• _Exercise aim_
Restrict the output to the lines below starting at the one that contains "Annotation task — annotate the green" and ending at the one that contains "Annotation task — annotate the orange petal", and restate them word for word, both ends included.

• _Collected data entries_
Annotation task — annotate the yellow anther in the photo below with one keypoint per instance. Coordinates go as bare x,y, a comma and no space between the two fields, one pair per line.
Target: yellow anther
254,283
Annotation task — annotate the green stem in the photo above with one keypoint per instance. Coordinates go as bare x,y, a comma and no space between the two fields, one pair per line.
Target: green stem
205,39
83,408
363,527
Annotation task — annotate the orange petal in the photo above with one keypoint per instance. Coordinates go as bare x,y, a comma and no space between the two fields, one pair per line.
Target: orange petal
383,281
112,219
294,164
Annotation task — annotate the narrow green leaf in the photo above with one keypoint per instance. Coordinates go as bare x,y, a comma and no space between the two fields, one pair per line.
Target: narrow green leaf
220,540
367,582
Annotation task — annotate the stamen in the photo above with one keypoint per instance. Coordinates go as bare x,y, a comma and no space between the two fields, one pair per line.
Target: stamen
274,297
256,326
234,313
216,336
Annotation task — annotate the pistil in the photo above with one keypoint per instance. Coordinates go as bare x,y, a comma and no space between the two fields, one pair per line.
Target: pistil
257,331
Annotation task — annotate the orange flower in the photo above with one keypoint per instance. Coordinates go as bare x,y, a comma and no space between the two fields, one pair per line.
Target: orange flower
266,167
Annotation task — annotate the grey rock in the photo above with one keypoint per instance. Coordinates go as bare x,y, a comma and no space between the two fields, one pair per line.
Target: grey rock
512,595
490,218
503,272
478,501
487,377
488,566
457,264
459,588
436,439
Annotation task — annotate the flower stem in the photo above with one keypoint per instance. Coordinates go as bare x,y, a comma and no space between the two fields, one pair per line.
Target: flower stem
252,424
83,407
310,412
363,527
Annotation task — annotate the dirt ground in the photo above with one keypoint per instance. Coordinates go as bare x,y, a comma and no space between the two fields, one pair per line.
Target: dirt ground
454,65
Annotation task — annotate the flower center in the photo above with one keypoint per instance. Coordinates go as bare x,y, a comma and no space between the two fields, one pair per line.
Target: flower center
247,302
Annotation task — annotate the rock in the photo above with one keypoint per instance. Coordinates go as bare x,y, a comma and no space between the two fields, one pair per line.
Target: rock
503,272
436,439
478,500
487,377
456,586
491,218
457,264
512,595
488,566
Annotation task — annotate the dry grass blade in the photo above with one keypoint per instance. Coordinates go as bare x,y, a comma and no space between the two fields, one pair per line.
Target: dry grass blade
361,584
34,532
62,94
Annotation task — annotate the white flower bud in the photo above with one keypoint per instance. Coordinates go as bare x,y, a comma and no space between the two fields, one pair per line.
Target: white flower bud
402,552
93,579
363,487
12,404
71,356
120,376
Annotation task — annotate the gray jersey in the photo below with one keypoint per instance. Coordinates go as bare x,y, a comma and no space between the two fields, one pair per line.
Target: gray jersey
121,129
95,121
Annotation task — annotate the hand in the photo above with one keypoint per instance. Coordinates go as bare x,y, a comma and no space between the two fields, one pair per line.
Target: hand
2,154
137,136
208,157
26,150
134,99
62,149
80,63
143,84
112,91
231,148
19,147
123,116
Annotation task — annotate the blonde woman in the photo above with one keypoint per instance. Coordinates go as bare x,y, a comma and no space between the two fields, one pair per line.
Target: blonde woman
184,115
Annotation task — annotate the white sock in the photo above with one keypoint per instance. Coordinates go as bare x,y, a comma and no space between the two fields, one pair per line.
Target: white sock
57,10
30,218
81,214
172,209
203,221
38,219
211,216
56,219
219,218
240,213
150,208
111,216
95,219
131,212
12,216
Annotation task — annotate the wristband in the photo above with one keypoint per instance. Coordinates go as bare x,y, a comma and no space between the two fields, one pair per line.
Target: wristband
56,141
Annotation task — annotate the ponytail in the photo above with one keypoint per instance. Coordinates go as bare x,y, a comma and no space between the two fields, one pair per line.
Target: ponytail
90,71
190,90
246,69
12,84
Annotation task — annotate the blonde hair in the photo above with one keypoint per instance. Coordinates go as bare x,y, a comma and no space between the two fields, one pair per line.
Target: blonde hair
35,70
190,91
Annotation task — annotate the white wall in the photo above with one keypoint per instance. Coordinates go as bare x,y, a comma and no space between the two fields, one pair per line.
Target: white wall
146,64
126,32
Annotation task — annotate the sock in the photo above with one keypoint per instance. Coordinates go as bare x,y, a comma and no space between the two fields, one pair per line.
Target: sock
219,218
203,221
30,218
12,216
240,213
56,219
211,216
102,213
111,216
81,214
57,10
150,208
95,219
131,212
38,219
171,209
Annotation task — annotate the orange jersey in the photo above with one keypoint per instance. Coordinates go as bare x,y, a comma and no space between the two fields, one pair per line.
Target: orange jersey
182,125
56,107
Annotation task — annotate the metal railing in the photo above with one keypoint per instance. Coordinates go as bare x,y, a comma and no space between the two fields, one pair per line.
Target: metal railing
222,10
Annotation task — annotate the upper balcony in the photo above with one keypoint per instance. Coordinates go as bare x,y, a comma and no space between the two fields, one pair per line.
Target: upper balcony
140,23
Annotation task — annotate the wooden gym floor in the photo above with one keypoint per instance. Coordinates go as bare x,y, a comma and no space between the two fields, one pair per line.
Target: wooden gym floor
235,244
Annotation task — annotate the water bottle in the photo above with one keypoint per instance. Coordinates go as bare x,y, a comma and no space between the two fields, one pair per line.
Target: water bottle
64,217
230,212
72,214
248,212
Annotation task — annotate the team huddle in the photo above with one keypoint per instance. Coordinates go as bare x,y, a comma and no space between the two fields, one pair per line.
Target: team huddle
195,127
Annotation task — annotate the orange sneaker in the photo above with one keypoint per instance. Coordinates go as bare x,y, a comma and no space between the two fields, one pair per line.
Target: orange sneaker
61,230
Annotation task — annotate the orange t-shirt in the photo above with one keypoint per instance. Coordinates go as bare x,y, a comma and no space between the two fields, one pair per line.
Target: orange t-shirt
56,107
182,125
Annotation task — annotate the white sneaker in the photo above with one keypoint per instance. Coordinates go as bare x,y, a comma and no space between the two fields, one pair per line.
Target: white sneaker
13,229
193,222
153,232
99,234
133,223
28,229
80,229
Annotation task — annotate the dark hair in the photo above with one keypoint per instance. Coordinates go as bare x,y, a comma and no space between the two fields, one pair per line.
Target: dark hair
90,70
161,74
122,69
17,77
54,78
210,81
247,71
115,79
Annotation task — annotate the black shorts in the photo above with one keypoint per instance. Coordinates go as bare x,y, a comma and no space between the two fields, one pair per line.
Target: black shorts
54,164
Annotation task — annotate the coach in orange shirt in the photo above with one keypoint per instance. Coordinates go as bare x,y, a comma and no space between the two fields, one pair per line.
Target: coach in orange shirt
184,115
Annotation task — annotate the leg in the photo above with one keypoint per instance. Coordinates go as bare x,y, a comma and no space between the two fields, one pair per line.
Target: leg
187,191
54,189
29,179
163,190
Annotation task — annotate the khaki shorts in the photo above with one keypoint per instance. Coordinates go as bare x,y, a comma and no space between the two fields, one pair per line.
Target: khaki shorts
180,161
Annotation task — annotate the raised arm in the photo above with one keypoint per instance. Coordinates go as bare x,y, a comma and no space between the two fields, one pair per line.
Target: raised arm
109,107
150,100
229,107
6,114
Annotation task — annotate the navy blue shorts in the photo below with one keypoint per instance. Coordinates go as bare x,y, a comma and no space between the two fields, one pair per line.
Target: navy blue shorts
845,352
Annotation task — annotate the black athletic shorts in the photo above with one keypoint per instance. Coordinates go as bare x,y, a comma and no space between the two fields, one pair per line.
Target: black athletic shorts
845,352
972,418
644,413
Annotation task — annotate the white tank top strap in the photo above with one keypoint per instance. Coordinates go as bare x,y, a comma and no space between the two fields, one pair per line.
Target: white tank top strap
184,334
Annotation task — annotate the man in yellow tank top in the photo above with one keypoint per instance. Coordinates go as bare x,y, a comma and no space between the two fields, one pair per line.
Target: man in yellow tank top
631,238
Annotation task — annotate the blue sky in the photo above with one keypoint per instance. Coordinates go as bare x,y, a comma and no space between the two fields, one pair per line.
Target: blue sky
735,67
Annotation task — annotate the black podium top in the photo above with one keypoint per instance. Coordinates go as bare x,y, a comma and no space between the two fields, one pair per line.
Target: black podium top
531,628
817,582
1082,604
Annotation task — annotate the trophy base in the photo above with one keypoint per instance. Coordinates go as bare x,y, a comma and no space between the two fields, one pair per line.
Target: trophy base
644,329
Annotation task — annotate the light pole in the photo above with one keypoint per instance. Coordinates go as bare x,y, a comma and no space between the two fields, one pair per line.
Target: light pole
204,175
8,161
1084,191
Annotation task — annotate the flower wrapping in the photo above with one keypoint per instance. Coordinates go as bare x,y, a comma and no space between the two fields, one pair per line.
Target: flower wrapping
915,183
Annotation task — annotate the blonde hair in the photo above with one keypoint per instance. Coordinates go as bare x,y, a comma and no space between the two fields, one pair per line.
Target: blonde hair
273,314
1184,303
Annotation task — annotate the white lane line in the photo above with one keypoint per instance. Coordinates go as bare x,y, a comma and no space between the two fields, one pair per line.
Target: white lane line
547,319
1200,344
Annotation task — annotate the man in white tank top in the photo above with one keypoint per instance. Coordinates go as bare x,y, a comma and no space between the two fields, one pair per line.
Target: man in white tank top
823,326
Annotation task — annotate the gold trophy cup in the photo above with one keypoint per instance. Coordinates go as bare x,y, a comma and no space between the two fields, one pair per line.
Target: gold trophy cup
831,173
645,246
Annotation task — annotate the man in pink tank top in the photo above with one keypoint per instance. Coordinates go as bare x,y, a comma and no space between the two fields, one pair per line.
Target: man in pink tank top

• _Task result_
Annotation task — annotate the green stem in the photo above with one keypoint per instance. Coordinates go as bare x,y, a comma and no space between the two fields, one pair per line.
Target: green stem
205,39
83,408
363,527
Annotation task — annotate the orange petal in the photo above with one keypoint per instance. Coordinates go as bare x,y, a comma and no space between the two fields, one pair per line.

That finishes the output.